--- Your assignment ---
Copy the part of the book page below from "The Users' Guides" up to and including "beginning in 1981.", word for word.

--- Source text ---
=== Begin Enclosure ===

Users' Guides to the Medical Literature: A Manual for Evidence-Based Clinical Practice
- First edition
- Authors: Gordon Guyatt, Drummond Rennie
- Series: Users' Guides to the Medical Literature
- Subject: Medicine
- Publisher: American Medical Association
- Publication date: 2001
- ISBN: 978-0071790710

= Users' Guides to the Medical Literature =

Book by Gordon Guyatt and Drummond Rennie

The Users' Guides to the Medical Literature is a series of articles originally published in the Journal of the American Medical Association, later rewritten and compiled in a textbook, now in its third edition. The guides provide practical, clinician-friendly advice on all aspects of evidence-based medicine.

==As articles==

During the late 1970s, a group of clinical epidemiologists at McMaster University including David Sackett prepared a series of articles to assist clinicians interpreting clinical research. These articles, introducing the term "critical appraisal", appeared in the Canadian Medical Association Journal beginning in 1981.

In 1990, Gordon Guyatt introduced the term "evidence-based medicine" to stress the role of rigorous, systematic evidence from clinical research in conjunction with patients’ values and preferences in clinical decision-making. A group of academic physicians subsequently formed the international Evidence-based Medicine Working Group and published a 1992 article announcing the "new paradigm" of evidence-based medicine.

=== End Enclosure ===

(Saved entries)

=== Begin Enclosure ===

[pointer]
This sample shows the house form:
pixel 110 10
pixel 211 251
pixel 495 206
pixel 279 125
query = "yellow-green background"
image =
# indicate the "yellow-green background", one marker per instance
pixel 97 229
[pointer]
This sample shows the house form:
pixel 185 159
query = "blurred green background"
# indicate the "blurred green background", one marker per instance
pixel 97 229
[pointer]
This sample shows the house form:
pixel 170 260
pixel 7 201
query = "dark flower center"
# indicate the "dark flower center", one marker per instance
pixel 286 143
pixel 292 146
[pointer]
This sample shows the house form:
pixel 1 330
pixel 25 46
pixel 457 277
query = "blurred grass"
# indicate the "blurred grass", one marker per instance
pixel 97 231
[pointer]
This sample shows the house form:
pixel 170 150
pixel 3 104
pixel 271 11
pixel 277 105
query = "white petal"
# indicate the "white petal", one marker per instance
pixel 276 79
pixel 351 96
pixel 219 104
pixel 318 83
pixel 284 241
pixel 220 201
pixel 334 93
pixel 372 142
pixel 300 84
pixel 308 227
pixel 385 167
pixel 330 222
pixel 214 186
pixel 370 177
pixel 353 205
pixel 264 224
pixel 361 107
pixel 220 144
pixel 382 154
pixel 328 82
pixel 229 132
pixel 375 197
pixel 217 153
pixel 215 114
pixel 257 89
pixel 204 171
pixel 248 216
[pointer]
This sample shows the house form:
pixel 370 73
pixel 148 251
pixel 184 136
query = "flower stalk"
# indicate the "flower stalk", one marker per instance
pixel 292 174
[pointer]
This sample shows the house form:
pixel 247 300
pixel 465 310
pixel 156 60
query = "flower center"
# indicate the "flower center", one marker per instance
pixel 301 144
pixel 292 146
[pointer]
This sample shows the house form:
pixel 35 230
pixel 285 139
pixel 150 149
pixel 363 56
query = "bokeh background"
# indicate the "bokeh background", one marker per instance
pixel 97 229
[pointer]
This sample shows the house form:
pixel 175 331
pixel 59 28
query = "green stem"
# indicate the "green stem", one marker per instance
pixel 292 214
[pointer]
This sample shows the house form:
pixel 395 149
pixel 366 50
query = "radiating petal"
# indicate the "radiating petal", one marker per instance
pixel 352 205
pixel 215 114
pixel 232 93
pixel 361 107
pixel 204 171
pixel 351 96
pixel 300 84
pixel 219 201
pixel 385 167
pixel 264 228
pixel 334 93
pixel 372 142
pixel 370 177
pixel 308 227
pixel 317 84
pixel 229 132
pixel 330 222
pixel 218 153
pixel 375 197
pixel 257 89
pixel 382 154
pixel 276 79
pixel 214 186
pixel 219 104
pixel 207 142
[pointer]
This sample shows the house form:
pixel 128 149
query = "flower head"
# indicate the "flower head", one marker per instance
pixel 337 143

=== End Enclosure ===

--- Exercise result ---
The Users' Guides to the Medical Literature is a series of articles originally published in the Journal of the American Medical Association, later rewritten and compiled in a textbook, now in its third edition. The guides provide practical, clinician-friendly advice on all aspects of evidence-based medicine.

==As articles==

During the late 1970s, a group of clinical epidemiologists at McMaster University including David Sackett prepared a series of articles to assist clinicians interpreting clinical research. These articles, introducing the term "critical appraisal", appeared in the Canadian Medical Association Journal beginning in 1981.